:: JOB A ::
Show each line in the records that contains the word "apron", treating uppercase and lowercase as different.

Senior Manager - AI Safety and Evaluation Engineering
Abu Dhabi Commercial Bank View all jobs
- Abu Dhabi
- Permanent
- Full-time
- To design, implement, and scale out technical measures to ensure the reliability, safety, and security of the bank's AI solutions, including rigorous evaluation frameworks for both predictive ML and Generative AI and standardized monitoring protocols, while serving as the technical liaison to second-line risk functions to ensure AI deployments meet the bank's risk and compliance standards, Awareness of AI Governance, AI Ethics, and Responsible AI principles is required, with a primary focus on technical practitioner responsibilities.
- Methodology Design: Define standardized evaluation rubrics and scoring systems for AI system performance, reliability, safety and safety. Tailor for different GenAI system archetypes (e.g., Conversational AI, RAG and variants, agents and agentic workflows, AI-enabled data access)
- Test Cases: Design comprehensive test cases covering deterministic logic, probabilistic outputs, and edge-case scenarios. This should include both benign as well as adversarial scenarios
- Explainability & Fairness: Implement XAI techniques (e.g., Shapley Values, Integrated Gradients) and unfair bias detection metrics to ensure model transparency and regulatory compliance - e.g., in lending and fraud
- Embedding into MLOps platform: work with MLOps platform product and engineering leaders to embed above as automated capabilities
- Integrated Observability Architecture: Partner with MLOps/ LLMOps teams to design and embed telemetry pipelines that capture inputs, outputs, and embeddings, ensuring real-time visibility into model health while maintaining strict PII and data privacy standards.

:: JOB B ::
Retype the job posting above, word for word, from "Senior Manager - AI" up to and including "technical practitioner responsibilities.".

:: ENTRIES SUPPLIED ::
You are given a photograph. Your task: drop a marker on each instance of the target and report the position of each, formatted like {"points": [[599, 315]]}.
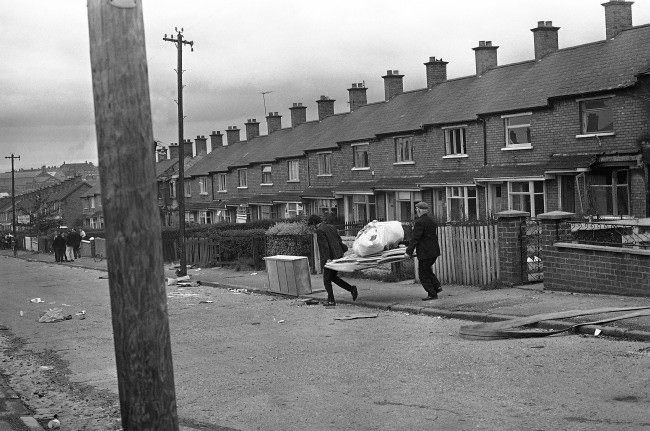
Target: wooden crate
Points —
{"points": [[288, 275]]}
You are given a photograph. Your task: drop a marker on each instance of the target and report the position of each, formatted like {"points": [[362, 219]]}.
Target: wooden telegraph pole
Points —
{"points": [[180, 187], [133, 239], [13, 202]]}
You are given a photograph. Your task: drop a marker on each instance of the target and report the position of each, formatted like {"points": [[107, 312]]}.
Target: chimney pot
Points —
{"points": [[357, 96], [486, 56], [325, 107], [618, 17]]}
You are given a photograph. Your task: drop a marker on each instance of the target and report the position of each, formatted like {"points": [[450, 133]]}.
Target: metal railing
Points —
{"points": [[615, 233]]}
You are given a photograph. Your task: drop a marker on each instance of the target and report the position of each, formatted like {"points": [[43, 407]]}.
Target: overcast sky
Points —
{"points": [[296, 49]]}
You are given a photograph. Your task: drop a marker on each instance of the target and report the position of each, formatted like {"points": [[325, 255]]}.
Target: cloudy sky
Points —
{"points": [[296, 49]]}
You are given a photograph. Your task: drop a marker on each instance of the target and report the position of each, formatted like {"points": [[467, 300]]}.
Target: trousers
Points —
{"points": [[429, 281], [330, 276]]}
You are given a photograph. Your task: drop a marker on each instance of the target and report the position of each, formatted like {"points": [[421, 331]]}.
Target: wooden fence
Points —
{"points": [[469, 255]]}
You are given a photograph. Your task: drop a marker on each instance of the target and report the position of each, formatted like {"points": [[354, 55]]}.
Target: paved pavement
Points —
{"points": [[461, 302]]}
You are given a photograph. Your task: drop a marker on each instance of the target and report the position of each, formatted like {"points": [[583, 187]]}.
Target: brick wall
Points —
{"points": [[596, 271]]}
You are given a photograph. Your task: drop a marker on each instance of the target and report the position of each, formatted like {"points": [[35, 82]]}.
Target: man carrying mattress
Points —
{"points": [[424, 241], [330, 246]]}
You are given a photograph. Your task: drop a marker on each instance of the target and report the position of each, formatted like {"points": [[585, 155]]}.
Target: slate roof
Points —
{"points": [[508, 88]]}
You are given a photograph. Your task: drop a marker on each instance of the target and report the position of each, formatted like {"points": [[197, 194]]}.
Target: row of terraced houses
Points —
{"points": [[568, 130]]}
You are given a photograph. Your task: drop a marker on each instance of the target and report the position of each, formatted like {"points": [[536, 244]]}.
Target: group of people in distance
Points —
{"points": [[67, 245], [423, 243]]}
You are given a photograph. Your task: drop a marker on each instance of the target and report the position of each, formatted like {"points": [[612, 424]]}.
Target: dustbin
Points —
{"points": [[288, 275]]}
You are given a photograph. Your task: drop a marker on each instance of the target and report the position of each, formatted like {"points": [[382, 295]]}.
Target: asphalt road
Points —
{"points": [[249, 362]]}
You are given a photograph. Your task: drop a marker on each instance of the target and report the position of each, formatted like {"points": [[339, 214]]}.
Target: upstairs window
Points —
{"points": [[324, 163], [455, 141], [222, 183], [360, 159], [242, 178], [294, 170], [203, 186], [596, 116], [517, 130], [403, 150], [266, 174]]}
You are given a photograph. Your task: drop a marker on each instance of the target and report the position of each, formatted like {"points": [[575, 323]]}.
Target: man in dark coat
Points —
{"points": [[59, 247], [330, 246], [424, 241]]}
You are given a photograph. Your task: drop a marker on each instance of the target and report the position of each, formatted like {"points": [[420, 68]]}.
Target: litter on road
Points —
{"points": [[358, 316]]}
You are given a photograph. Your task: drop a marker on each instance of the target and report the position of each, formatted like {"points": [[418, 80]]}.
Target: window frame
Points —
{"points": [[507, 128], [268, 174], [242, 174], [403, 146], [324, 164], [366, 159], [293, 171], [450, 152]]}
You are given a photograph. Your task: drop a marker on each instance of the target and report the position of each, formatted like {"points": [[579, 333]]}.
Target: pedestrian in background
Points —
{"points": [[69, 246], [424, 241], [59, 247], [330, 246]]}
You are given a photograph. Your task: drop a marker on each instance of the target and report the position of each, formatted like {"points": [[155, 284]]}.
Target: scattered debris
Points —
{"points": [[358, 316]]}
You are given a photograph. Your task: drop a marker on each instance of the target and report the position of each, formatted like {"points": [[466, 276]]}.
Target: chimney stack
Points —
{"points": [[216, 139], [325, 107], [273, 122], [252, 129], [486, 56], [201, 145], [436, 71], [173, 151], [618, 17], [545, 39], [298, 114], [232, 135], [187, 148], [393, 84], [357, 95]]}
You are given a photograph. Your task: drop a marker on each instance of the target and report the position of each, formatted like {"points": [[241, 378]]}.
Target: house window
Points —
{"points": [[609, 192], [266, 175], [324, 163], [205, 217], [596, 116], [455, 141], [526, 196], [517, 130], [360, 158], [203, 186], [172, 189], [461, 203], [242, 178], [222, 183], [403, 150], [294, 170], [363, 208], [292, 209]]}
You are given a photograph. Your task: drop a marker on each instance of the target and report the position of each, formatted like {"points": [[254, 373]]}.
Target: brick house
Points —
{"points": [[567, 130]]}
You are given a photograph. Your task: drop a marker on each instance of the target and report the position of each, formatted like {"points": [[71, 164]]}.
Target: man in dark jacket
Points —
{"points": [[424, 241], [330, 246]]}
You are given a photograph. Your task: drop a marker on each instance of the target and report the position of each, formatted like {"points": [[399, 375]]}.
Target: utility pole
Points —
{"points": [[136, 279], [180, 187], [264, 93], [13, 201]]}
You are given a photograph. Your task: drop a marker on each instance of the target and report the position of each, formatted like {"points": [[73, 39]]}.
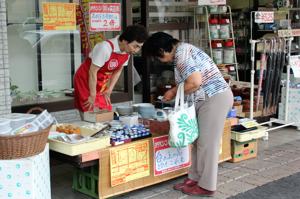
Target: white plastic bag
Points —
{"points": [[183, 122]]}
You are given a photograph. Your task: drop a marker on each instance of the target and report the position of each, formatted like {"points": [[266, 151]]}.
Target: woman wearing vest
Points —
{"points": [[96, 77], [207, 89]]}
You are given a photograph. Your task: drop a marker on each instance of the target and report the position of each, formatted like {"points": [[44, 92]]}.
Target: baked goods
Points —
{"points": [[68, 129]]}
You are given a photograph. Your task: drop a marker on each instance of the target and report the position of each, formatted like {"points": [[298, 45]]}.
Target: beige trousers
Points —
{"points": [[211, 115]]}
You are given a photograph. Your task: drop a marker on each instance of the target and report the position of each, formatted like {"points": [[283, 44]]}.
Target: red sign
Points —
{"points": [[264, 17], [105, 16], [167, 159]]}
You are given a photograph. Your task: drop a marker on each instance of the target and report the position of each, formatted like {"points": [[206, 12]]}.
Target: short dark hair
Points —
{"points": [[158, 43], [134, 33]]}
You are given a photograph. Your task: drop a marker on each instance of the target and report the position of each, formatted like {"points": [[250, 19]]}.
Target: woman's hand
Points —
{"points": [[170, 94], [107, 94], [90, 103]]}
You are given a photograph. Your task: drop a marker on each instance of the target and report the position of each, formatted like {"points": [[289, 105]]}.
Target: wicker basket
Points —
{"points": [[24, 145]]}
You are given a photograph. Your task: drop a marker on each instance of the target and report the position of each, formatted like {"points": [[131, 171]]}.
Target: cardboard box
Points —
{"points": [[243, 150], [239, 109], [101, 116], [250, 135], [81, 147], [26, 177], [225, 142]]}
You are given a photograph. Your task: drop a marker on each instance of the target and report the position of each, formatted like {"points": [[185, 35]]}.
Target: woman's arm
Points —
{"points": [[114, 78], [92, 86]]}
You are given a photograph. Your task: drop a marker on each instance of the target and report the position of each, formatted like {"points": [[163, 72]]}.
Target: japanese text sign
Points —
{"points": [[211, 2], [59, 16], [264, 17], [167, 159], [129, 162], [105, 16], [295, 65]]}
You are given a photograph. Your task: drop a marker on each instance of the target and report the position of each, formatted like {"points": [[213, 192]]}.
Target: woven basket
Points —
{"points": [[24, 145]]}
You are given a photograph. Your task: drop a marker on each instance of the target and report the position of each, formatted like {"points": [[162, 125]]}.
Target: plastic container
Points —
{"points": [[222, 9], [43, 120], [214, 28], [213, 9], [224, 29], [19, 119], [6, 131], [4, 125], [217, 55]]}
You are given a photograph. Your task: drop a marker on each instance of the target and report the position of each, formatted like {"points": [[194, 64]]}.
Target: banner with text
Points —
{"points": [[105, 16], [59, 16], [129, 162], [167, 159], [211, 2], [264, 17]]}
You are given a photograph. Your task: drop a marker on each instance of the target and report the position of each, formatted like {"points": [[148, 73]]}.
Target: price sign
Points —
{"points": [[211, 2], [59, 16], [295, 65], [105, 16], [264, 17], [167, 159]]}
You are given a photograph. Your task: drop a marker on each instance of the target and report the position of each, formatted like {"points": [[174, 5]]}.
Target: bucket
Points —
{"points": [[214, 31], [43, 120], [224, 31], [4, 125], [228, 55], [217, 55]]}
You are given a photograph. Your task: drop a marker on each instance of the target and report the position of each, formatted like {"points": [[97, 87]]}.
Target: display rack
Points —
{"points": [[212, 44], [284, 122]]}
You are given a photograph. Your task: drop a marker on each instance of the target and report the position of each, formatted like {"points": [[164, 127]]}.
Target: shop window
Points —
{"points": [[42, 63]]}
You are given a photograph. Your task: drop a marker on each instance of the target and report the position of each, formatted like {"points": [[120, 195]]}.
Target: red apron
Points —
{"points": [[81, 80]]}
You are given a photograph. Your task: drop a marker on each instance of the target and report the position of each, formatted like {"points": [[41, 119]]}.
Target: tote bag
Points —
{"points": [[183, 122]]}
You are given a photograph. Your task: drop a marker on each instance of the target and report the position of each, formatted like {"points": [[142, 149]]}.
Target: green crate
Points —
{"points": [[86, 180]]}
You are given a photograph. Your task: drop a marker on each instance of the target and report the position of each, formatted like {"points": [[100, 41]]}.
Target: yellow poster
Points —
{"points": [[59, 16], [129, 162]]}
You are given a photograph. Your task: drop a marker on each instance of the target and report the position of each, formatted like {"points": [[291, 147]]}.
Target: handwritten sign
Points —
{"points": [[264, 17], [105, 16], [167, 159], [211, 2], [129, 162], [289, 33], [59, 16], [295, 65]]}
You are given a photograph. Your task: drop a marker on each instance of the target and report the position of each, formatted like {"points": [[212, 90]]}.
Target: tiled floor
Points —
{"points": [[278, 157]]}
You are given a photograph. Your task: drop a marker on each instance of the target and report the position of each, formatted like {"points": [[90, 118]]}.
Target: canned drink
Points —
{"points": [[214, 31], [217, 55], [225, 31]]}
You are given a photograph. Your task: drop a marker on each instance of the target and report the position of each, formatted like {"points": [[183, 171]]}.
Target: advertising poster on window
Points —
{"points": [[211, 2], [129, 162], [88, 39], [167, 159], [105, 17], [59, 16]]}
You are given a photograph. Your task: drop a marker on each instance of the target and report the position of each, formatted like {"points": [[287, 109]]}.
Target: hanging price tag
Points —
{"points": [[105, 16], [295, 65], [211, 2], [264, 17]]}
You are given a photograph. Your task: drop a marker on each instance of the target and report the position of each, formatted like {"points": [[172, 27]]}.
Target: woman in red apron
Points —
{"points": [[94, 83]]}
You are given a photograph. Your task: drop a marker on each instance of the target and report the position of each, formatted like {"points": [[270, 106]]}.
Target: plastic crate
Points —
{"points": [[85, 180], [243, 150]]}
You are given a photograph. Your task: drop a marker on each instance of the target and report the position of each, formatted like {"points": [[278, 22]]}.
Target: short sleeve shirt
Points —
{"points": [[189, 59], [102, 52]]}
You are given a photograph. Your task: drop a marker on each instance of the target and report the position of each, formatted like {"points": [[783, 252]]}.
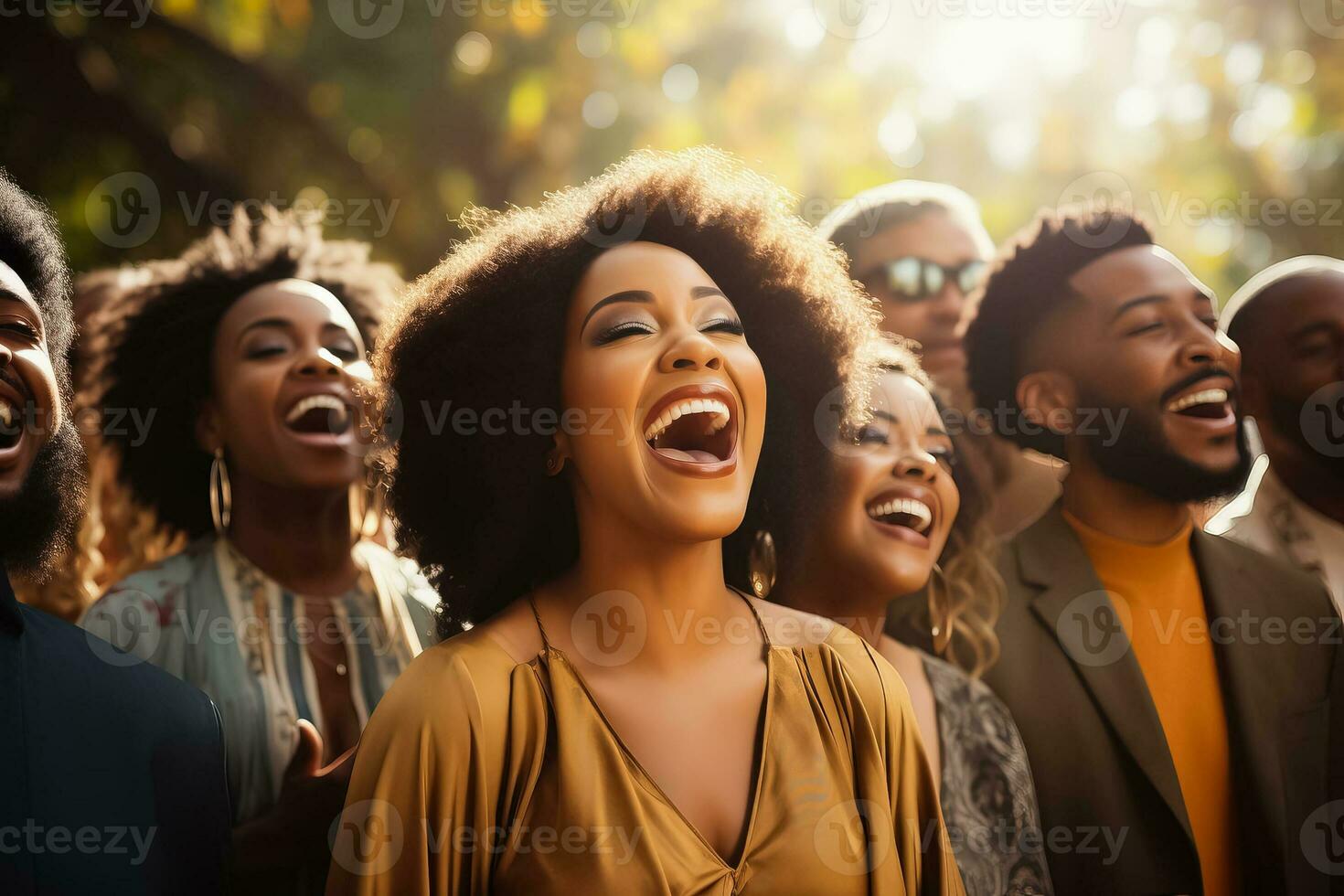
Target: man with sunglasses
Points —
{"points": [[923, 251]]}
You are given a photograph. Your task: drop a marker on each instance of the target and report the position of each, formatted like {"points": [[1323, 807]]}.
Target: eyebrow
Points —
{"points": [[643, 297]]}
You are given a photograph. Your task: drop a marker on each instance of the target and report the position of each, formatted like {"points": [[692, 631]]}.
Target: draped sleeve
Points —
{"points": [[443, 767]]}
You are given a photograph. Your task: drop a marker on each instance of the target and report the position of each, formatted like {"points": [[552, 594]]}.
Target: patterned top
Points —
{"points": [[195, 615], [987, 795]]}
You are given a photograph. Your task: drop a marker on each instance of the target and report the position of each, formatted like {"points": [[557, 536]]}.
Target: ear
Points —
{"points": [[208, 432], [1049, 400]]}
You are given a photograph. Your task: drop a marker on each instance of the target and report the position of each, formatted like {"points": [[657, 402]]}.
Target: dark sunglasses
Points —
{"points": [[914, 280]]}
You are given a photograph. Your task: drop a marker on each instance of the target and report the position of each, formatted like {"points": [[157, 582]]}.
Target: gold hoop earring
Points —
{"points": [[368, 503], [220, 495], [941, 618], [761, 564]]}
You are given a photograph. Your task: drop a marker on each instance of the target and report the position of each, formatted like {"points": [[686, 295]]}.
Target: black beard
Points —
{"points": [[40, 521], [1141, 455]]}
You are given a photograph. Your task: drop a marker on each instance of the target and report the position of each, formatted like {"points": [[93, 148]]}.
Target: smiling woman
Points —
{"points": [[635, 326], [245, 359]]}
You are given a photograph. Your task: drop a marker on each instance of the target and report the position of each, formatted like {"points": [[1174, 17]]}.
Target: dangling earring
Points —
{"points": [[761, 564], [940, 610], [220, 495]]}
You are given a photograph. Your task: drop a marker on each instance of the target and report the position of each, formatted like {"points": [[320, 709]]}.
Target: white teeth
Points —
{"points": [[1203, 397], [305, 404], [689, 406], [918, 509]]}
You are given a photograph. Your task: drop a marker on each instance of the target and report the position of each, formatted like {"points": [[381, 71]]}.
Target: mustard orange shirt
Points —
{"points": [[1168, 630]]}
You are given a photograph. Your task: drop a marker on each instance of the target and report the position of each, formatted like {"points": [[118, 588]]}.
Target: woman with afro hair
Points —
{"points": [[585, 391], [228, 389]]}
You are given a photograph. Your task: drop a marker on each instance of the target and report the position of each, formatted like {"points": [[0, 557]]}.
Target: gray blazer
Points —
{"points": [[1106, 786]]}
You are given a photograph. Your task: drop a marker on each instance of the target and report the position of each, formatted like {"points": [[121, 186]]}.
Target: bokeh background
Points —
{"points": [[142, 120]]}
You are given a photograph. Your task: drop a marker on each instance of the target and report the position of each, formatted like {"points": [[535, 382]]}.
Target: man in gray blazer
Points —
{"points": [[1180, 696]]}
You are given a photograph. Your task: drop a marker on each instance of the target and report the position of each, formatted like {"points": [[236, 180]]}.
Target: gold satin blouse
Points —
{"points": [[479, 774]]}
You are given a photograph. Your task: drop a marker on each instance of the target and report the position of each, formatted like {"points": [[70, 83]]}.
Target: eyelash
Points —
{"points": [[631, 328], [940, 453]]}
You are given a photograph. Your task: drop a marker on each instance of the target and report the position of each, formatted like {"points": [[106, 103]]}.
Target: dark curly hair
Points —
{"points": [[152, 344], [30, 243], [485, 328], [1029, 283]]}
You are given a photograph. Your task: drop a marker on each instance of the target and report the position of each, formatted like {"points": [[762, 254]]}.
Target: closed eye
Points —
{"points": [[621, 331], [725, 325]]}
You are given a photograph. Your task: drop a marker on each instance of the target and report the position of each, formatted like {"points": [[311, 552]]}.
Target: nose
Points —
{"points": [[918, 465], [691, 351], [320, 364]]}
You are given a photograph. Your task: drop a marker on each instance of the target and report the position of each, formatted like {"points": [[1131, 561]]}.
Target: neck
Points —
{"points": [[299, 538], [1323, 491], [837, 594], [1120, 509]]}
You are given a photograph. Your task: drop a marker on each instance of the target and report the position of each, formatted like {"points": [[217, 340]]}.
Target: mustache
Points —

:: WORKED ANSWER A ::
Target: red apron
Target: woman in red apron

:: WORKED ANSWER B ::
Senior Manager - AI Safety and Evaluation Engineering
Abu Dhabi Commercial Bank View all jobs
- Abu Dhabi
- Permanent
- Full-time
- To design, implement, and scale out technical measures to ensure the reliability, safety, and security of the bank's AI solutions, including rigorous evaluation frameworks for both predictive ML and Generative AI and standardized monitoring protocols, while serving as the technical liaison to second-line risk functions to ensure AI deployments meet the bank's risk and compliance standards, Awareness of AI Governance, AI Ethics, and Responsible AI principles is required, with a primary focus on technical practitioner responsibilities.